Despite the health risks, about 1.1 billion people smoke tobacco worldwide, and cigarette manufacturers spend more than $8 billion annually on product promotion. But what if advertising aimed at rooting out smoking was as effective as ads that encourage it?
For Emily Yudofsky, the idea of using powerful marketing techniques to influence behavior for the better is more than just a dream. A Yale College junior majoring in psychology, Yudofsky established her own “neuromarketing” company, Applied Resonance Research, in 2007, with the goal of using imaging technologies to enhance the effectiveness of public-service advertising.
With funding from the Yale Interdisciplinary Research Consortium on Stress, Self-Control and Addiction (IRCSSA), Yudovsky is now using the medical school’s functional MRI (fMRI) facility to study how product branding influences the brain.
While in high school in Houston, Yudofsky attended neuroimaging conferences. Having developed a strong interest in the field, she secured a summer position with a team of neuroscientists and behavioral scientists at Baylor College of Medicine’s Human Neuroimaging Laboratory. A study taking place in the lab at that time, the results of which were published in the journal Neuron in 2004, reported that subjects’ preference for a popular soft drink increased when drunk from cups bearing the drink’s logo, and that brain regions involved in decision-making and memory were more stimulated when sips of the drink in an fMRI scanner were accompanied by a visual presentation of the drink’s brand.
The study “showed that branding alone can change the way people make decisions,” Yudofsky says. This work inspired her to ponder the possibility of studying neural responses to marketing with an eye toward lessening the impact of public health problems such as smoking and obesity.
As a Yale freshman, Yudofsky was invited by the Yale Entrepreneurial Institute (YEI) to be one of 12 participants in the YEI’s inaugural summer fellowship program.
Yudofksy found willing mentors at the medical school in Hilary Blumberg, M.D., associate professor of psychiatry and diagnostic radiology, and Rajita Sinha, Ph.D., professor of psychiatry and IRCSSA director. Sinha helped Yudofsky to secure grant money to conduct fMRI research at the medical school’s Anlyan Center for Medical Research and Education with the guidance of Marvin M. Chun, Ph.D., professor of psychology and Yudofsky’s advisor. In particular, she is studying brain activity associated with public-service ads aimed at preventing obesity.

[Data shown]
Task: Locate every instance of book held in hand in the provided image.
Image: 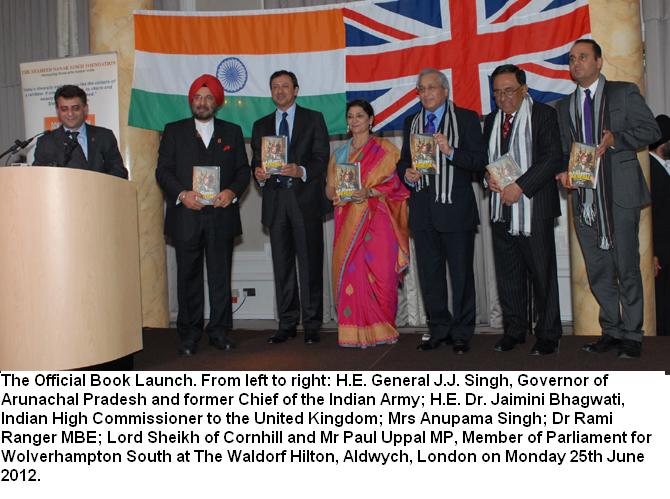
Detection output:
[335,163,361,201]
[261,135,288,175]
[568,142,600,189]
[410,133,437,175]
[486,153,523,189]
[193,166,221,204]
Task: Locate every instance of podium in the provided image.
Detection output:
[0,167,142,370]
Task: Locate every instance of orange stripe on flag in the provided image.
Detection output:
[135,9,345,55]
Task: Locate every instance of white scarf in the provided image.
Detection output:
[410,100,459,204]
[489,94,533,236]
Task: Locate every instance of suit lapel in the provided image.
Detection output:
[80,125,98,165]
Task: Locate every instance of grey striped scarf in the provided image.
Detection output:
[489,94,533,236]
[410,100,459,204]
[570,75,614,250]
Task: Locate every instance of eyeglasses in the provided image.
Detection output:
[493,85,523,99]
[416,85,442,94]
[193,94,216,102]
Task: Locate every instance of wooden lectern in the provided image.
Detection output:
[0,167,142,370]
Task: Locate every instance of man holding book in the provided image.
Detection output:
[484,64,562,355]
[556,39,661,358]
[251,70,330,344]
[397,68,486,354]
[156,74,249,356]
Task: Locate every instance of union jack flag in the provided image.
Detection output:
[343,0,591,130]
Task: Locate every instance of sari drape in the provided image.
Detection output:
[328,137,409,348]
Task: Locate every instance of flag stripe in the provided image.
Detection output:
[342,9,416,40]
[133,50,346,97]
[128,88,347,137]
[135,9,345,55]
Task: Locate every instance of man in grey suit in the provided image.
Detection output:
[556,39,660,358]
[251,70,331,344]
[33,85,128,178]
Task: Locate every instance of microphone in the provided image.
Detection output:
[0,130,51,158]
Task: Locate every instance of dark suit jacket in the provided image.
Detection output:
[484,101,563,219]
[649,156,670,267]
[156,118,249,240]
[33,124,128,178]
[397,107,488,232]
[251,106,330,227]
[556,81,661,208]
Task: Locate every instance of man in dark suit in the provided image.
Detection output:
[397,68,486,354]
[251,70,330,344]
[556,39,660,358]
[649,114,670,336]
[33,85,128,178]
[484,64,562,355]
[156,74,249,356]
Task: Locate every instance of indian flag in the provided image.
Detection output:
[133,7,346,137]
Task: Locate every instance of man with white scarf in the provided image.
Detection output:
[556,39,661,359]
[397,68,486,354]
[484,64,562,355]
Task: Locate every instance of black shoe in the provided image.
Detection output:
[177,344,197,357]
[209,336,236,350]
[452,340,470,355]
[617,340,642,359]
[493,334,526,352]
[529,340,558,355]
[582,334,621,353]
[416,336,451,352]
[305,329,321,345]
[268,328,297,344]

[Problem requirements] Output, word for word, the part of the neuromarketing article that starts at the words "While in high" and stops after the words "the drink’s brand.".

[Answer to the problem]
While in high school in Houston, Yudofsky attended neuroimaging conferences. Having developed a strong interest in the field, she secured a summer position with a team of neuroscientists and behavioral scientists at Baylor College of Medicine’s Human Neuroimaging Laboratory. A study taking place in the lab at that time, the results of which were published in the journal Neuron in 2004, reported that subjects’ preference for a popular soft drink increased when drunk from cups bearing the drink’s logo, and that brain regions involved in decision-making and memory were more stimulated when sips of the drink in an fMRI scanner were accompanied by a visual presentation of the drink’s brand.